___ Data supplied

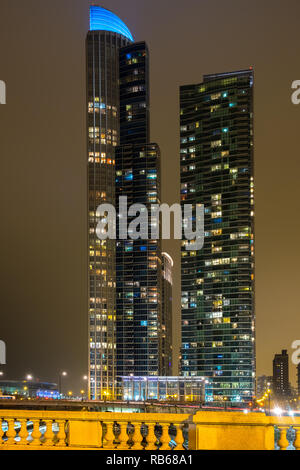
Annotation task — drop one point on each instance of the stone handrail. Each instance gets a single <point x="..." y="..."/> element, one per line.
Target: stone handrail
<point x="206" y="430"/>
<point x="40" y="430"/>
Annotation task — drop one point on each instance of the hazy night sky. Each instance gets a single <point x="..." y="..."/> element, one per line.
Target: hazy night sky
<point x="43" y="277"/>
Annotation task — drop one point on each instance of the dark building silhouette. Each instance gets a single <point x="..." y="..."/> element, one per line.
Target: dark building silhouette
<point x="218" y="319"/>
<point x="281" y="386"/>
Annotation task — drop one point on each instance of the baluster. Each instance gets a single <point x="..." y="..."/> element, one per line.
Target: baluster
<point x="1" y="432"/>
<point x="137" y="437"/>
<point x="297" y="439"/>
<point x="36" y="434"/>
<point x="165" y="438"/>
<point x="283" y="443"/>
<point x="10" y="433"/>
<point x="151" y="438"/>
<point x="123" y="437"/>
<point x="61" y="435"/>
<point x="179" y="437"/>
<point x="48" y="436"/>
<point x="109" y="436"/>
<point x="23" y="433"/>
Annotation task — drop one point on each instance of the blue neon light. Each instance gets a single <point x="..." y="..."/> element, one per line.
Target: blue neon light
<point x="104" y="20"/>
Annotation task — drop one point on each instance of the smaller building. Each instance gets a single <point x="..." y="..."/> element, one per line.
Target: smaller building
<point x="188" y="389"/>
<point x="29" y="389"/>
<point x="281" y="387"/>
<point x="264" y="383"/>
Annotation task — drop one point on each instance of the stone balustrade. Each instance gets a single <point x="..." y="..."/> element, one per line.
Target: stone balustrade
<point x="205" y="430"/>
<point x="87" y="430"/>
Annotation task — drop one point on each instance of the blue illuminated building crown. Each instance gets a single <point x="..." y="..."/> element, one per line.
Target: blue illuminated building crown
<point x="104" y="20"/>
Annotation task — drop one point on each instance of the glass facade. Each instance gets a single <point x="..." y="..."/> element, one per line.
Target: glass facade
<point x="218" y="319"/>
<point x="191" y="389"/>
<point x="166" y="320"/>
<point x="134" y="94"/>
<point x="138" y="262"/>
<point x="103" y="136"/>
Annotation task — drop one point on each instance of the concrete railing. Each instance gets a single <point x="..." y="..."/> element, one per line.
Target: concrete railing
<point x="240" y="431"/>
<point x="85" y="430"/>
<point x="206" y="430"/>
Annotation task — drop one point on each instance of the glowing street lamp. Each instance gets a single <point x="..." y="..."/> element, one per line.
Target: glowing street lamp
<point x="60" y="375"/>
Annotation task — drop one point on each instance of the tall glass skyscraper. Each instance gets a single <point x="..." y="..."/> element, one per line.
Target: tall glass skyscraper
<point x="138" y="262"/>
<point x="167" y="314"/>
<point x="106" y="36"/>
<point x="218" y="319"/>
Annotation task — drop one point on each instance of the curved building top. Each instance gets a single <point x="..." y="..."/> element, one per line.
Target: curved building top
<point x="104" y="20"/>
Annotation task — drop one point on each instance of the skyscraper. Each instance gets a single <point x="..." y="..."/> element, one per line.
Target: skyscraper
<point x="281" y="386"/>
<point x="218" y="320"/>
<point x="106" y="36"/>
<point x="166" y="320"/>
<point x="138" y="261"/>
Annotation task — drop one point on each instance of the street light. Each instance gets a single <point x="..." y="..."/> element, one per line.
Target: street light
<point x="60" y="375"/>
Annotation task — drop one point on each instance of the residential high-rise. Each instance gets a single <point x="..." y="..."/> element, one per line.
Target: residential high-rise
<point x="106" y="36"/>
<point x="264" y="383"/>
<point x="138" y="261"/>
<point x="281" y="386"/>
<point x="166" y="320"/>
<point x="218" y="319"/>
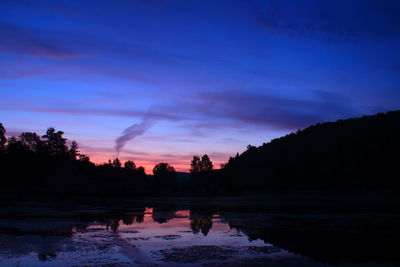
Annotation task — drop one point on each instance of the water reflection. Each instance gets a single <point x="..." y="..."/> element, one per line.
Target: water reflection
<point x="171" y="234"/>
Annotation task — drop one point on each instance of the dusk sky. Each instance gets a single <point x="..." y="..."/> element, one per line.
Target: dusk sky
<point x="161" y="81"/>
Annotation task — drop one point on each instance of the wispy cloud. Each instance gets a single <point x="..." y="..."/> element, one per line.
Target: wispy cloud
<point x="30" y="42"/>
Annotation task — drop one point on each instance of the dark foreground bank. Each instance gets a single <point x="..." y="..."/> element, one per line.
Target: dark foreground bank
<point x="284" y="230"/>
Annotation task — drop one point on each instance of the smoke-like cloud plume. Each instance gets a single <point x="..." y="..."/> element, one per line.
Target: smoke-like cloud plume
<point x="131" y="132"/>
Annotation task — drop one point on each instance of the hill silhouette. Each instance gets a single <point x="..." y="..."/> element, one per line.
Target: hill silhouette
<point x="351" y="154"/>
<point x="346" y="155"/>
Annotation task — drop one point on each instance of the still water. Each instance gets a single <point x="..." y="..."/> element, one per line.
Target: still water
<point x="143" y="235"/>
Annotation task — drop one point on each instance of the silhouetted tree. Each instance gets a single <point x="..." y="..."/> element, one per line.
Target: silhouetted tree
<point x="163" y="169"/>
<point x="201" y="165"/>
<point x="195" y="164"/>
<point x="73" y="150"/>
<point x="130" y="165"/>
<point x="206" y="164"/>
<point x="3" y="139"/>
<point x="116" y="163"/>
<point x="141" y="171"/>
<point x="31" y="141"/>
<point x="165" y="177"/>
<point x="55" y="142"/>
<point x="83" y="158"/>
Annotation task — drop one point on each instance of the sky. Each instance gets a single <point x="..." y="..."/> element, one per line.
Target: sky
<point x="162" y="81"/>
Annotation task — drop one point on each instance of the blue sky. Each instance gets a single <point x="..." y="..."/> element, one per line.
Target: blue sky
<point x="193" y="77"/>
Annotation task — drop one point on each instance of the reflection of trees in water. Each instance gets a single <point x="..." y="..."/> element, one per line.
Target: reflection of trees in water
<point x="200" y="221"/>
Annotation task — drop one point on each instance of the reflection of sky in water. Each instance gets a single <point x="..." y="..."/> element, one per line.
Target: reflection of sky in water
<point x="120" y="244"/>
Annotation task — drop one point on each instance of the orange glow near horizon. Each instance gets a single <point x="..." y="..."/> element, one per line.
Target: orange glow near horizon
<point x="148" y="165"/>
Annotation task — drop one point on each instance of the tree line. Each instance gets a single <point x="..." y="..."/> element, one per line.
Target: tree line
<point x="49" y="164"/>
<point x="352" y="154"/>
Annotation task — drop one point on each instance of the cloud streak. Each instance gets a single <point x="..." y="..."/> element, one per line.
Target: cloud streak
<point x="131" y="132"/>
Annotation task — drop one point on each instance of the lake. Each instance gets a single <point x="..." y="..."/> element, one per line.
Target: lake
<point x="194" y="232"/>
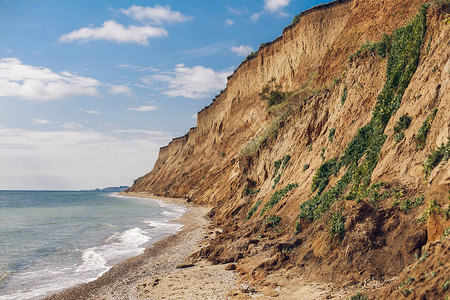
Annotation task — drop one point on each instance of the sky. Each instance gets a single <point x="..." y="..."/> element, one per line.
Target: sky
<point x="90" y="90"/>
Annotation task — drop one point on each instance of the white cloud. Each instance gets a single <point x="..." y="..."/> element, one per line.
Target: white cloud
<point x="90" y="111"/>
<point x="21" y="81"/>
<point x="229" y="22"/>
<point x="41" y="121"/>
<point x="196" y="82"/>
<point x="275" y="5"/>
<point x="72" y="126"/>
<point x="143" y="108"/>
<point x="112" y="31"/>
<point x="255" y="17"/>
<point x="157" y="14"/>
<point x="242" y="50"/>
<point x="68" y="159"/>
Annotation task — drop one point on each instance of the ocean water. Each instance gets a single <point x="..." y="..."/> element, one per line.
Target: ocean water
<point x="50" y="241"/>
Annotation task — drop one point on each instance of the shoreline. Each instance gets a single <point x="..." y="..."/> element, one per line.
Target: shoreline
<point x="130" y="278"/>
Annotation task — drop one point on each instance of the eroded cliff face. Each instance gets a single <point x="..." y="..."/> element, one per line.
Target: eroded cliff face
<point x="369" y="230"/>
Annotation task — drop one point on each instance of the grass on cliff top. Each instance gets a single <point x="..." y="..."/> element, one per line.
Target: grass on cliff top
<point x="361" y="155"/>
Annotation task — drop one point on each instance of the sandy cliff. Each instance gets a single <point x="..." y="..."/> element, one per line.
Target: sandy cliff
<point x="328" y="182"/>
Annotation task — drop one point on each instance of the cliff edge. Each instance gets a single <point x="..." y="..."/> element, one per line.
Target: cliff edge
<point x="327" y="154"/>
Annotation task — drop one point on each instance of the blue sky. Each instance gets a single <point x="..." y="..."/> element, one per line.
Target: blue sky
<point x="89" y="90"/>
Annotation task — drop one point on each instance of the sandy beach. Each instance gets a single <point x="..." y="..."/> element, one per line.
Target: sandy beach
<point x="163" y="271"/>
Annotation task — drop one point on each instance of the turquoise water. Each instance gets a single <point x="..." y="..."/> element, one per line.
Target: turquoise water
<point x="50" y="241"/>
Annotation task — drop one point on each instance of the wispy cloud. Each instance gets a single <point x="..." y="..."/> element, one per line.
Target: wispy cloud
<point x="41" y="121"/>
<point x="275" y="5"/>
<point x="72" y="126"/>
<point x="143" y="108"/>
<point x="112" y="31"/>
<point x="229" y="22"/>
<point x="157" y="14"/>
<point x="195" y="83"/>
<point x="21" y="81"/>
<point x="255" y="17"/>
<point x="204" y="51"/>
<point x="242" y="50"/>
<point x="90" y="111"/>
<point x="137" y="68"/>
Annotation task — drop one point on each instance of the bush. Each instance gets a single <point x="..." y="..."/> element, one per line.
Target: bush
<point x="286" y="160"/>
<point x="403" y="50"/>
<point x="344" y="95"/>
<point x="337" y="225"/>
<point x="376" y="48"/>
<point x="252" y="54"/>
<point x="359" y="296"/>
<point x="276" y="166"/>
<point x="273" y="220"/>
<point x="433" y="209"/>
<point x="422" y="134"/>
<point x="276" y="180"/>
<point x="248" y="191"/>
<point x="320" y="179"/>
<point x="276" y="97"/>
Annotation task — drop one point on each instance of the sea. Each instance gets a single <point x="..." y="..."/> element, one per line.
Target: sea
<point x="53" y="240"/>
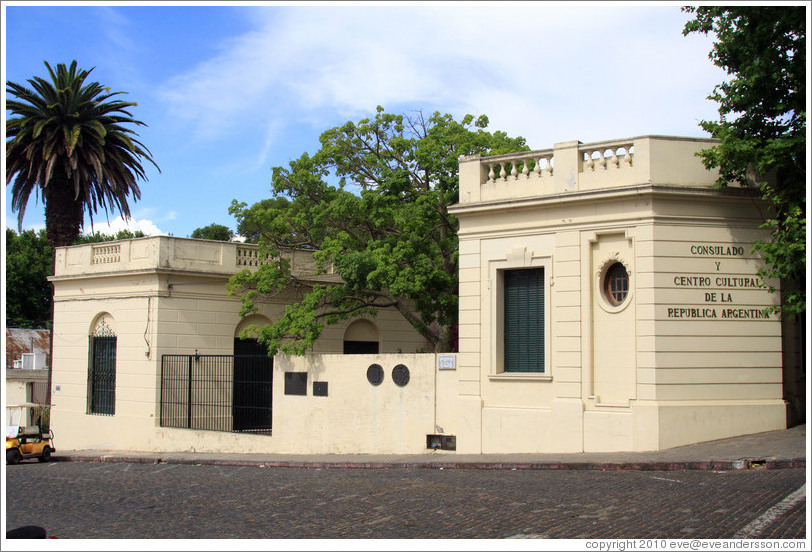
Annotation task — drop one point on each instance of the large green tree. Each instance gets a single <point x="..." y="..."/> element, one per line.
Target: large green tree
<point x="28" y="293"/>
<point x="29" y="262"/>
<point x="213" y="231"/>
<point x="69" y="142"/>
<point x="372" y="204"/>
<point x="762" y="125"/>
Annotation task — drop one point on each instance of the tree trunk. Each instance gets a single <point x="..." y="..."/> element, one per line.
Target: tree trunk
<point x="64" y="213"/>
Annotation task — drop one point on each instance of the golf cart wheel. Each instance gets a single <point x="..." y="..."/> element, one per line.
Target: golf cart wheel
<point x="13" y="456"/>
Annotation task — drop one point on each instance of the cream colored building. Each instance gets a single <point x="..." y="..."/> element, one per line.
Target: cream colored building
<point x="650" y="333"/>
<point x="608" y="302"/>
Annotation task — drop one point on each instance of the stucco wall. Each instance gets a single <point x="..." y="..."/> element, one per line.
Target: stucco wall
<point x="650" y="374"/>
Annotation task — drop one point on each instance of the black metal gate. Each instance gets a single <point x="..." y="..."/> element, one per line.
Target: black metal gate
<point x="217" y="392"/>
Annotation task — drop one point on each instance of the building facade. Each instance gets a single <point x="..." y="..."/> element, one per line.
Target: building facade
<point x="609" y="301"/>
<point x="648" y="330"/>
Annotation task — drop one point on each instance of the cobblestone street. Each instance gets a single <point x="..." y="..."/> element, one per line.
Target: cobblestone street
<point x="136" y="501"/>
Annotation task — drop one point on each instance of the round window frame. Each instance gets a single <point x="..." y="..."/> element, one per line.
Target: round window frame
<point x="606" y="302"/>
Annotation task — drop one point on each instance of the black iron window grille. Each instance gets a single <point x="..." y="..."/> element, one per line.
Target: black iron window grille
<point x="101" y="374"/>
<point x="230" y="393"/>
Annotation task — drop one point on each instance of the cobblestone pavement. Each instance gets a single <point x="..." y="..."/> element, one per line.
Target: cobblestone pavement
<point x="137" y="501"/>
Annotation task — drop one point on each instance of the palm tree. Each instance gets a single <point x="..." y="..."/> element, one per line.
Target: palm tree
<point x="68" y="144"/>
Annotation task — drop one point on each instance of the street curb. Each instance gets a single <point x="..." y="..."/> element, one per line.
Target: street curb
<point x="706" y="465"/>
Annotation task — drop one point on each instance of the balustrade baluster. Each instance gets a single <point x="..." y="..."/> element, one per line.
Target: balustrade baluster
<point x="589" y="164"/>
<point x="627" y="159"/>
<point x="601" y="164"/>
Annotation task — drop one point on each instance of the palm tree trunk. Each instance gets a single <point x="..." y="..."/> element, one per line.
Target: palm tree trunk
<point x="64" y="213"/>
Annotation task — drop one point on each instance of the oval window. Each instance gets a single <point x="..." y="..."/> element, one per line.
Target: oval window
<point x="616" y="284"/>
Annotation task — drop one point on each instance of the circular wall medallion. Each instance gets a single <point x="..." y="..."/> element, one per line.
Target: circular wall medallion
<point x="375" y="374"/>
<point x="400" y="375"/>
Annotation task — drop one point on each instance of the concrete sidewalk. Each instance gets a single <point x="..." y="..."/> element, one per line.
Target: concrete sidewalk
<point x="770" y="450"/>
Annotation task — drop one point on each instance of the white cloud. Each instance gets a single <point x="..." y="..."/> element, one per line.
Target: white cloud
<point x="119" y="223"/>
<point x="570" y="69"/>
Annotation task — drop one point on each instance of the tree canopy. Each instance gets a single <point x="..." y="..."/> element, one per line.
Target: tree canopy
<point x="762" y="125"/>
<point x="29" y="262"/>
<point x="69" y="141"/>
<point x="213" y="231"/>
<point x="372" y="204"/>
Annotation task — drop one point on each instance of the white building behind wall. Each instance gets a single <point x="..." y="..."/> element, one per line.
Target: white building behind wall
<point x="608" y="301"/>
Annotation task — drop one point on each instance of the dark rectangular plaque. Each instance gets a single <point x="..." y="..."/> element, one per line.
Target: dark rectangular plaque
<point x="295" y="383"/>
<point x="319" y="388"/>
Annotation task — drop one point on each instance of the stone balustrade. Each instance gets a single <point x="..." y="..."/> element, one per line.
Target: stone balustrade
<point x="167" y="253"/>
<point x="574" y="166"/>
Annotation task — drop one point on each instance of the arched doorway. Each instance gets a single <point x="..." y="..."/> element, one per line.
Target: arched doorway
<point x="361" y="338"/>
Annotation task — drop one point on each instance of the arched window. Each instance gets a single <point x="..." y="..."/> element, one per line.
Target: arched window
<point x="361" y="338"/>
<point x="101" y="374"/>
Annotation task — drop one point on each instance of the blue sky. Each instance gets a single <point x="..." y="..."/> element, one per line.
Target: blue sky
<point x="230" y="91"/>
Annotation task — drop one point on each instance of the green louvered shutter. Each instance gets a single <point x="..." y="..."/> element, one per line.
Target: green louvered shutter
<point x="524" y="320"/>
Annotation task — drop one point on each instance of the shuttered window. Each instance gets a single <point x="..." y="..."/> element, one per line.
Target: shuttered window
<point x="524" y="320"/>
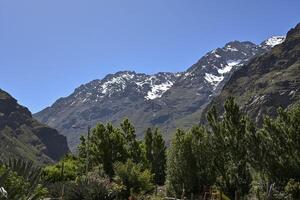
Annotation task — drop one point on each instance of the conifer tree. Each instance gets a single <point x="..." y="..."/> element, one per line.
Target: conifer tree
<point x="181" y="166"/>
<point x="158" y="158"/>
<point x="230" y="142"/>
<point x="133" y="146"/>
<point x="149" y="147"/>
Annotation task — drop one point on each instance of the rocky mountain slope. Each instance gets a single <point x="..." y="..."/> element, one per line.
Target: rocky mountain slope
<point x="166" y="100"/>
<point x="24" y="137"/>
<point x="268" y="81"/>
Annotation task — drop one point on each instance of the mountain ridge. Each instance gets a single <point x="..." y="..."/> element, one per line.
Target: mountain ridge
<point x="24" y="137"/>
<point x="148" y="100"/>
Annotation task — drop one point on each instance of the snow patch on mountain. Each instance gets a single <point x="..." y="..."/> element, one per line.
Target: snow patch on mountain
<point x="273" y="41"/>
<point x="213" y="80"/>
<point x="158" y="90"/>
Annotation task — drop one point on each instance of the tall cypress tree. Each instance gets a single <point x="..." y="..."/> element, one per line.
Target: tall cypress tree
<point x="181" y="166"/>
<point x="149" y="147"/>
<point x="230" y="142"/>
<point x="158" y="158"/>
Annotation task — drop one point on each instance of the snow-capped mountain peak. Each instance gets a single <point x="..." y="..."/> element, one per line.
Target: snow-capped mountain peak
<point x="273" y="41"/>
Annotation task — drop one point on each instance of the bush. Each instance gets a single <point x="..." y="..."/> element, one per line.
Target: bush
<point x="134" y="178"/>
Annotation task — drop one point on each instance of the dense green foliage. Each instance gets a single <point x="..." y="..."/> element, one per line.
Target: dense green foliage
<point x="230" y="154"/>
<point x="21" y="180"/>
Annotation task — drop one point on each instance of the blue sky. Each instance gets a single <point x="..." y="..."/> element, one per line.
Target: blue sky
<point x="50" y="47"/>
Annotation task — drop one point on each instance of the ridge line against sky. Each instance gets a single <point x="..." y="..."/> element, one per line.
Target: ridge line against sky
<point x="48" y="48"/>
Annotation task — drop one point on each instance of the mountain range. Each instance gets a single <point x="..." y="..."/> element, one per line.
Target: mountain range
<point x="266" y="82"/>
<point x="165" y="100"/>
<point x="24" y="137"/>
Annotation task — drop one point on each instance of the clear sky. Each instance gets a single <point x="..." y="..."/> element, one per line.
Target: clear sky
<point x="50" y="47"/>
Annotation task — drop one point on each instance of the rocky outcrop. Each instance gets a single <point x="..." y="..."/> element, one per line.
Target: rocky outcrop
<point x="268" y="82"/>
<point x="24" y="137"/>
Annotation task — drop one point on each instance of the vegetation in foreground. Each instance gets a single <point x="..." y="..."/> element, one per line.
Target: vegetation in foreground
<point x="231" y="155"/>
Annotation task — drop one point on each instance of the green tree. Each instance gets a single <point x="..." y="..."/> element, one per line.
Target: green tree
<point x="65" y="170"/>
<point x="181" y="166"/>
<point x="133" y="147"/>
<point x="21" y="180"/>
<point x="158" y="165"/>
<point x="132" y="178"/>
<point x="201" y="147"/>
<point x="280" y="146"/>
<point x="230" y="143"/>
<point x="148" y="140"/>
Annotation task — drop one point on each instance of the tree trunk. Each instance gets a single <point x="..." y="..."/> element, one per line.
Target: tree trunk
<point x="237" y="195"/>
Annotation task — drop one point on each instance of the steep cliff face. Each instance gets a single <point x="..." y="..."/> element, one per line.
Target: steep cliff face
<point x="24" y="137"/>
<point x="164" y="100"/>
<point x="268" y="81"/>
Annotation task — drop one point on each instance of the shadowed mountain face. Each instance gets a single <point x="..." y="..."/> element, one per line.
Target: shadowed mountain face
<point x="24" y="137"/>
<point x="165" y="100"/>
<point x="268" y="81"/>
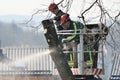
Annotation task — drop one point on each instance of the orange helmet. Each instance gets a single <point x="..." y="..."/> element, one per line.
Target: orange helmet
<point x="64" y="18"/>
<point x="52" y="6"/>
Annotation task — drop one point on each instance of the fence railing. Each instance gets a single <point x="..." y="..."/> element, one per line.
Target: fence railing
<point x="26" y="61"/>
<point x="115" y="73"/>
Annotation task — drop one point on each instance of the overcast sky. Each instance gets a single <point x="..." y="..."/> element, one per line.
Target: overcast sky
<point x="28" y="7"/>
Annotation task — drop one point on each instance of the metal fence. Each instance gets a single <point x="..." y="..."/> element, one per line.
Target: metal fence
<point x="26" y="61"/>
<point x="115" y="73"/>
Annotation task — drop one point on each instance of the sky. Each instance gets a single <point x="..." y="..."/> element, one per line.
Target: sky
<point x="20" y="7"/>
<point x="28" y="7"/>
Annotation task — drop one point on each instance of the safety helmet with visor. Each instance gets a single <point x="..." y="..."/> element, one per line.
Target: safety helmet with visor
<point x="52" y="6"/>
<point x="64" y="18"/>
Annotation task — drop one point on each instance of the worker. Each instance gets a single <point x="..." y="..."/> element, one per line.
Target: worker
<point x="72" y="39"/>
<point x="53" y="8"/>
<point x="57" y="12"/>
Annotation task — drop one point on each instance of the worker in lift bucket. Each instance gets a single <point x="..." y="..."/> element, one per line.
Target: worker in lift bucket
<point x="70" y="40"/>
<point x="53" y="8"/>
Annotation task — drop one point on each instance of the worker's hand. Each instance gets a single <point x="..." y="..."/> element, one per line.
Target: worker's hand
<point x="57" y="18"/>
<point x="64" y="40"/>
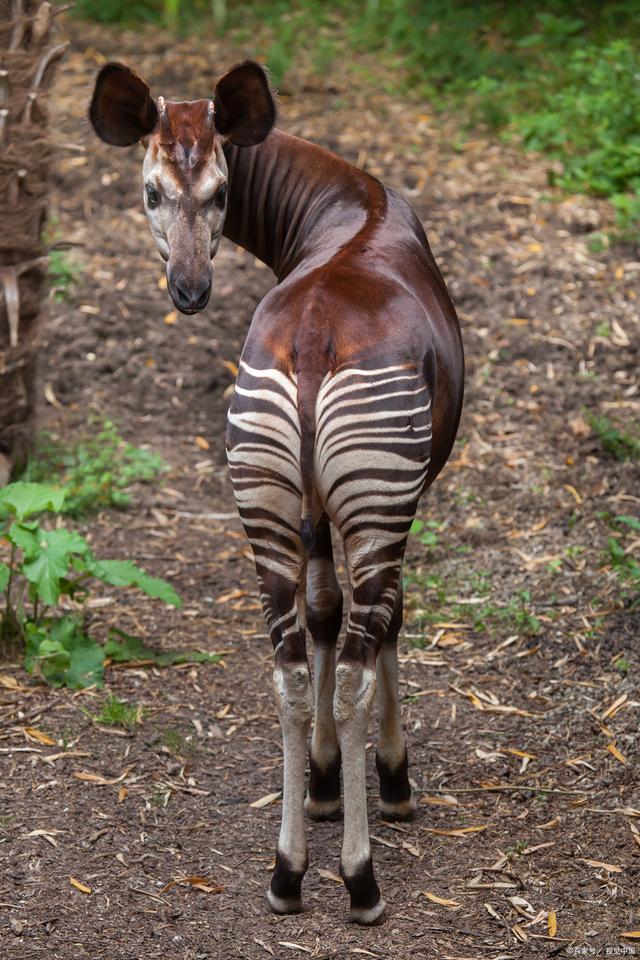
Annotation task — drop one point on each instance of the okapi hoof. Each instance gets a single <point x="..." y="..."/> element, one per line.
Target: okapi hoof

______

Work task —
Line count for the string "hoof": tally the lines of the records above that contain it and give only the result.

Reply to the task —
2